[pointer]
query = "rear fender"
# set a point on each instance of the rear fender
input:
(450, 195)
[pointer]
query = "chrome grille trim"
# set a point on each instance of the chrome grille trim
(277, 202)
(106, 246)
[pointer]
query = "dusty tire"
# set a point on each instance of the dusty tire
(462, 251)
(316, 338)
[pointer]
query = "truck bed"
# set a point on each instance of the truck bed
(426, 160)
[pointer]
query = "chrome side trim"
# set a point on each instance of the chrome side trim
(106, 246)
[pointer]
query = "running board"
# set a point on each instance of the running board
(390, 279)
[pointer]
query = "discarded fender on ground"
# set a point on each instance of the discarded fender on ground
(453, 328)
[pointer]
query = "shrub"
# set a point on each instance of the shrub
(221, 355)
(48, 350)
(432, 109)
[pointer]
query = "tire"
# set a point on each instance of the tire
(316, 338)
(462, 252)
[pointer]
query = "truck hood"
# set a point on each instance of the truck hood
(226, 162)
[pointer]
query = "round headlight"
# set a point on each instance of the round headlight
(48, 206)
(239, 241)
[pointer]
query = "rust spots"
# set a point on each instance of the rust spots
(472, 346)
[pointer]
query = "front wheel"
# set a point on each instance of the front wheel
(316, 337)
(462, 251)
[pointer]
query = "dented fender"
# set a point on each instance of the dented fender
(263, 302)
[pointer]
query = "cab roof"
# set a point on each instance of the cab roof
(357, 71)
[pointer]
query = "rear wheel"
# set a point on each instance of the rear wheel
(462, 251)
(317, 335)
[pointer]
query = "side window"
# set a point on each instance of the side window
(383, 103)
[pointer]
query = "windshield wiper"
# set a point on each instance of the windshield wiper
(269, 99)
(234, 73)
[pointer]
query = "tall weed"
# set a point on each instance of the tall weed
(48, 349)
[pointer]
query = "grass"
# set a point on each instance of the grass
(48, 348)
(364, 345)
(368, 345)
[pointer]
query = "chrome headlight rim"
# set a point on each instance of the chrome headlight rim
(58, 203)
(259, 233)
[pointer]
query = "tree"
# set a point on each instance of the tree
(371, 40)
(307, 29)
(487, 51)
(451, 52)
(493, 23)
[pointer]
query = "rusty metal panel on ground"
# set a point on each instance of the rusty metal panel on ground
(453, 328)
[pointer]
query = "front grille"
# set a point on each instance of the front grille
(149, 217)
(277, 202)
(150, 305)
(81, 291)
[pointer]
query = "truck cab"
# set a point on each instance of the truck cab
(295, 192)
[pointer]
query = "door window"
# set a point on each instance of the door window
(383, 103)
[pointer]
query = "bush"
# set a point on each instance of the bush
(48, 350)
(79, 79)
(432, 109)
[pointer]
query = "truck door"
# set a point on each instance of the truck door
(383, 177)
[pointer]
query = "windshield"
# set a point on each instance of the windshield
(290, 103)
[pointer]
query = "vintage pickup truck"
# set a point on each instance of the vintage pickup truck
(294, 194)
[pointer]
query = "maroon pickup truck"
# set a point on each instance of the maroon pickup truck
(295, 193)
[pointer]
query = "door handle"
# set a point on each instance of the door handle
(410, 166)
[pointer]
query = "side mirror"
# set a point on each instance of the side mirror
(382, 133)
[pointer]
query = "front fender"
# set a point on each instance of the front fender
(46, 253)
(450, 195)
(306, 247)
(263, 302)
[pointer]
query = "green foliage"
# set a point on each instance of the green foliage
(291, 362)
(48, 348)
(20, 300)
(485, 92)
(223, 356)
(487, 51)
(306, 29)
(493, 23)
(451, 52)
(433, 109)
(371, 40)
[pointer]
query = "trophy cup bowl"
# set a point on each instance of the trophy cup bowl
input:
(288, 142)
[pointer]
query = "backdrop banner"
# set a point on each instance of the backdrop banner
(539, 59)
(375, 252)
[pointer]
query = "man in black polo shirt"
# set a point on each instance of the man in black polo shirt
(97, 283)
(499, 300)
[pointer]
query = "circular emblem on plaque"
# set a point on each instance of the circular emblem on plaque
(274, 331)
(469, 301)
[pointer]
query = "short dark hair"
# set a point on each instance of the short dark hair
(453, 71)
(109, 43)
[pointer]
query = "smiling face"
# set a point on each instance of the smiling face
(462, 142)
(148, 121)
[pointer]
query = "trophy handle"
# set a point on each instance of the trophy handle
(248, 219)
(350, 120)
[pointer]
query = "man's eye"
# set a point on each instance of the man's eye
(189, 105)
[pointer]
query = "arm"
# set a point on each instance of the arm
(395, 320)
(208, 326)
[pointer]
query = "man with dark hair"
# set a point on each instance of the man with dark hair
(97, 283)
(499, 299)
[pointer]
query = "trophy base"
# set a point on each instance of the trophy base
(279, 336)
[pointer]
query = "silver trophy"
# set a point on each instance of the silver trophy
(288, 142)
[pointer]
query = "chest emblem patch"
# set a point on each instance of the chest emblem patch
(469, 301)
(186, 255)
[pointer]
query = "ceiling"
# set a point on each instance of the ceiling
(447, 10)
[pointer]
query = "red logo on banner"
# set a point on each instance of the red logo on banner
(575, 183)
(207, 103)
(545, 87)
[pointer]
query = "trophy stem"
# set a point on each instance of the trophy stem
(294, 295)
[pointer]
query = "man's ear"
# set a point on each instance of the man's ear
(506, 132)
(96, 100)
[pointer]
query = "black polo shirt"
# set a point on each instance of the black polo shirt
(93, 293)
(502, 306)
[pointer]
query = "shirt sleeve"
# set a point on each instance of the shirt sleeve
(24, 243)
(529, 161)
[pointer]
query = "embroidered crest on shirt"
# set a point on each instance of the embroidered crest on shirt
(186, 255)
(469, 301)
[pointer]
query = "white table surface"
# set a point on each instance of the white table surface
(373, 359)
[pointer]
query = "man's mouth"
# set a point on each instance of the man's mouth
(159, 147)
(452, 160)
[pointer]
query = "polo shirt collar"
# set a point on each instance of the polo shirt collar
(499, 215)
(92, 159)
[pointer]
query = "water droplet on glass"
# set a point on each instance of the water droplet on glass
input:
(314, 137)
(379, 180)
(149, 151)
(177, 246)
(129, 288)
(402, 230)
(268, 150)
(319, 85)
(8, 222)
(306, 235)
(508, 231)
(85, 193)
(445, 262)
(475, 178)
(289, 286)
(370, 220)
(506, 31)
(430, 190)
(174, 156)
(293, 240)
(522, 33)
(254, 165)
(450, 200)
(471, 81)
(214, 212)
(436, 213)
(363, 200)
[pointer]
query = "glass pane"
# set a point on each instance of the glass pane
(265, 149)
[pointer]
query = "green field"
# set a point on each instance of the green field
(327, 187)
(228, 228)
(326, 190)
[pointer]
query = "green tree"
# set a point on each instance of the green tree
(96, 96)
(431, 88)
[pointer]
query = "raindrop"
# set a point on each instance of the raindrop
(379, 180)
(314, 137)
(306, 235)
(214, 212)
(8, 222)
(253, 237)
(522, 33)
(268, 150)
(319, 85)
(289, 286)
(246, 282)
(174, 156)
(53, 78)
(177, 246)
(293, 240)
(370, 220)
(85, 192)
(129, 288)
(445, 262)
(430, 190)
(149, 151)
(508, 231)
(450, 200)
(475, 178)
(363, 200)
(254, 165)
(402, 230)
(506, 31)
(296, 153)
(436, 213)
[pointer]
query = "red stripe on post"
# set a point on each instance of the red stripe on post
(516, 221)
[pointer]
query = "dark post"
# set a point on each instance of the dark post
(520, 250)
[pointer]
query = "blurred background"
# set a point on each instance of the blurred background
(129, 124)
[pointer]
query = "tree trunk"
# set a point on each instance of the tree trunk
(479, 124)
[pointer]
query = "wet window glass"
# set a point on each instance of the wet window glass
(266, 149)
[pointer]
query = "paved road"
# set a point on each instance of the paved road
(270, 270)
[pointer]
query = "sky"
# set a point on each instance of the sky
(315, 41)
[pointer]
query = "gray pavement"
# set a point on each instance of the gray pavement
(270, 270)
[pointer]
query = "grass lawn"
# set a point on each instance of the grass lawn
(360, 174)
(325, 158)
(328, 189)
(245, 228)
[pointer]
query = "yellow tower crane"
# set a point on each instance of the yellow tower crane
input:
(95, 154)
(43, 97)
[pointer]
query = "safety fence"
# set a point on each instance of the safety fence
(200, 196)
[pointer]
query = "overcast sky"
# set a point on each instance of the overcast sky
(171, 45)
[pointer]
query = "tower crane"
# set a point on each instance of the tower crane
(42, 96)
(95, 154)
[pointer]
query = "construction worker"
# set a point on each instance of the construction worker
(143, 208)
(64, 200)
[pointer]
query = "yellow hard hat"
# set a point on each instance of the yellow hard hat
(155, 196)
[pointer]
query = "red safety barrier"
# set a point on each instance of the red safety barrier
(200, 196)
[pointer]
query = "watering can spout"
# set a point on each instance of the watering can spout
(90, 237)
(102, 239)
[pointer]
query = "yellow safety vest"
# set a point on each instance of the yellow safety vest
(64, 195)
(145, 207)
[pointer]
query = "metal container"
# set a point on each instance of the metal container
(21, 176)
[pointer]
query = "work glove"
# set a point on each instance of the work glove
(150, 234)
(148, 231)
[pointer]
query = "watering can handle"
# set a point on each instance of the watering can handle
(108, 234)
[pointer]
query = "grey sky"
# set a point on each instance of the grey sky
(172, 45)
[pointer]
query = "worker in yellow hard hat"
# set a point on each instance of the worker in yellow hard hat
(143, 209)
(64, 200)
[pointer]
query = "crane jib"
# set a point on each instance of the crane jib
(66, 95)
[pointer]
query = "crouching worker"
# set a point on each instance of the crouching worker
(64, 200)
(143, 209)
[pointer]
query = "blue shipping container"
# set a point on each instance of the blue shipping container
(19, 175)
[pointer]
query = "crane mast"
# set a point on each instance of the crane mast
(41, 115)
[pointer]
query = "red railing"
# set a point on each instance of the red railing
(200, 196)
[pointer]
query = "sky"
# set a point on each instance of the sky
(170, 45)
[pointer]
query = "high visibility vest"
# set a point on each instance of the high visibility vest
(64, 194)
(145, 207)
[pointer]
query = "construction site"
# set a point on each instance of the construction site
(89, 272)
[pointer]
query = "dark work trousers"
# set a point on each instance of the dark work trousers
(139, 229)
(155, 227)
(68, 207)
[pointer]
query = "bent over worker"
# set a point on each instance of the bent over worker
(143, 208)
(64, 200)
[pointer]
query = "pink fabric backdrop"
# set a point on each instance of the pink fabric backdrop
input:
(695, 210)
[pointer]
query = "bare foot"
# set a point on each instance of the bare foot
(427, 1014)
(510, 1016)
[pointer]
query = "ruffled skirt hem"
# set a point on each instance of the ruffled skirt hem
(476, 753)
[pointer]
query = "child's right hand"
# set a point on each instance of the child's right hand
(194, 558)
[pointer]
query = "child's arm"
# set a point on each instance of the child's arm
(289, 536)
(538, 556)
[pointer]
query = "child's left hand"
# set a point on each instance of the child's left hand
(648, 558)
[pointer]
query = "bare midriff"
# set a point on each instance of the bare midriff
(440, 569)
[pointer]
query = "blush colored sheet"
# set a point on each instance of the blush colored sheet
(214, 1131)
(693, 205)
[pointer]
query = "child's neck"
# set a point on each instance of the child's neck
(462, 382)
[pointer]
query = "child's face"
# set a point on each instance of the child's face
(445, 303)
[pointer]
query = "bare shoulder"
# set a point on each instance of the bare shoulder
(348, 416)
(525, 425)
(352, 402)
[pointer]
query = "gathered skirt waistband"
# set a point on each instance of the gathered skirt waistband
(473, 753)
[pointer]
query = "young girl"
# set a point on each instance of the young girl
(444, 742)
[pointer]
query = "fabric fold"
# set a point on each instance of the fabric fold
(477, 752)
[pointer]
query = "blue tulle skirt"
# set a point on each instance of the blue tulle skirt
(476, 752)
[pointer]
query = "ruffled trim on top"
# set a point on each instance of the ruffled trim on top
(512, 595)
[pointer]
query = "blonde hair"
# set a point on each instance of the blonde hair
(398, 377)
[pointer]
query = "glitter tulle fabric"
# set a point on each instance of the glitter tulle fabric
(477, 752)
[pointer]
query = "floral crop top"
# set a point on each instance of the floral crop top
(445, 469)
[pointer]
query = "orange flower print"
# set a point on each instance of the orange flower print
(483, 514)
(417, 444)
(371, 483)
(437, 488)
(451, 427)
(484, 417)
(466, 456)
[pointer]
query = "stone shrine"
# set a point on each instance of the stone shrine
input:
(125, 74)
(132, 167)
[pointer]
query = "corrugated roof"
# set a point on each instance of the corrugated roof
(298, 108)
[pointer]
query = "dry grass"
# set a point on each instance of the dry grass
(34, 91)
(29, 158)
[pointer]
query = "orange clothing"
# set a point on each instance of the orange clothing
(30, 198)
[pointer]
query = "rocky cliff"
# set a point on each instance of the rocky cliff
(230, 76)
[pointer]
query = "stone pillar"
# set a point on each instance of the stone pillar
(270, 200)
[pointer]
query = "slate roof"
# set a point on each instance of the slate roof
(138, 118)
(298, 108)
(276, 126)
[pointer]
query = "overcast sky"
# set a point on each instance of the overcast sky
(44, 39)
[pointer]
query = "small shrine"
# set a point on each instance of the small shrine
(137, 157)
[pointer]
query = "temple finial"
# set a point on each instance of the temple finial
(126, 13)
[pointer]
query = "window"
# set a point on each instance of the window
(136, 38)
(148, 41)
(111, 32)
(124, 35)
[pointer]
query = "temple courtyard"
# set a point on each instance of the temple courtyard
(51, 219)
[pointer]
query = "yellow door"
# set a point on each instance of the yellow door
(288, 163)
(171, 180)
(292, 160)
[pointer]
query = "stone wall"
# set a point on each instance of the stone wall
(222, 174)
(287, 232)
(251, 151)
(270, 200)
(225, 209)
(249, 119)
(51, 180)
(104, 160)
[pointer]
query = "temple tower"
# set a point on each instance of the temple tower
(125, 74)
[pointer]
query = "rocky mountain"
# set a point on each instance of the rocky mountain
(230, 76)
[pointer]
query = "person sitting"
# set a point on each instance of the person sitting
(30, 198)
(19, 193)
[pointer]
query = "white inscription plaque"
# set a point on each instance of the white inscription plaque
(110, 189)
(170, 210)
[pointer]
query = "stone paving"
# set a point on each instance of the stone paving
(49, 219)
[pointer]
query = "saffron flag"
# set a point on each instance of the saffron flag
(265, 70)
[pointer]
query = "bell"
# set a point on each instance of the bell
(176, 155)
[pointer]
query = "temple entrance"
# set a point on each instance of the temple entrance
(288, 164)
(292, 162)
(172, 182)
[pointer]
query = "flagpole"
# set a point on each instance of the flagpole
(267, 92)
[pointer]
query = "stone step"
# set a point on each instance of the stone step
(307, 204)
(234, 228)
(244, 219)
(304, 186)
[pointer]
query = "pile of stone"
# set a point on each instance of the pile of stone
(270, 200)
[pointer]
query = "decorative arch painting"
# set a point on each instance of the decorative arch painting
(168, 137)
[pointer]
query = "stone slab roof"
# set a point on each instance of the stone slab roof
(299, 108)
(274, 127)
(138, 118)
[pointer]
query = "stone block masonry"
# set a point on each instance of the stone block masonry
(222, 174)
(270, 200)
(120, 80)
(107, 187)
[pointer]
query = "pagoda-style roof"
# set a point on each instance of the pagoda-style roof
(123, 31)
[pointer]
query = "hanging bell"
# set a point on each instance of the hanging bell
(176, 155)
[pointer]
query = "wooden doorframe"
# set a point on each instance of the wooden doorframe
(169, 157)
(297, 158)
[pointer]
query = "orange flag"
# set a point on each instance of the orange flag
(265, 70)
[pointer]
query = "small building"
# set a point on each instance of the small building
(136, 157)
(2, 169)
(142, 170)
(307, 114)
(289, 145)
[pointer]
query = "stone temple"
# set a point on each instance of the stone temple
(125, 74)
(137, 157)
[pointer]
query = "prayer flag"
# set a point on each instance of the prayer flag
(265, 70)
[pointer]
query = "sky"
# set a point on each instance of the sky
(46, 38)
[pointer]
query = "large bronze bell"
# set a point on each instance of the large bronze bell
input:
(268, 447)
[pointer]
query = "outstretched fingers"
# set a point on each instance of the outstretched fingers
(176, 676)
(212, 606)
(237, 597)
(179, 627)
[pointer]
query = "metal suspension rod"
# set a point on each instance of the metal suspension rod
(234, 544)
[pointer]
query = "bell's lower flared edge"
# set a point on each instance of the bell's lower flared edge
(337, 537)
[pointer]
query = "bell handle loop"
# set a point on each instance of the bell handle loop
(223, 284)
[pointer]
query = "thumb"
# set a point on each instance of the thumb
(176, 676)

● ● ● ●

- [Exercise aim]:
Return each of the lines above that contains the word "foliage", treating uppercase and lowercase as different.

- [Complete answer]:
query = "green foliage"
# set a point on each instance of the green foliage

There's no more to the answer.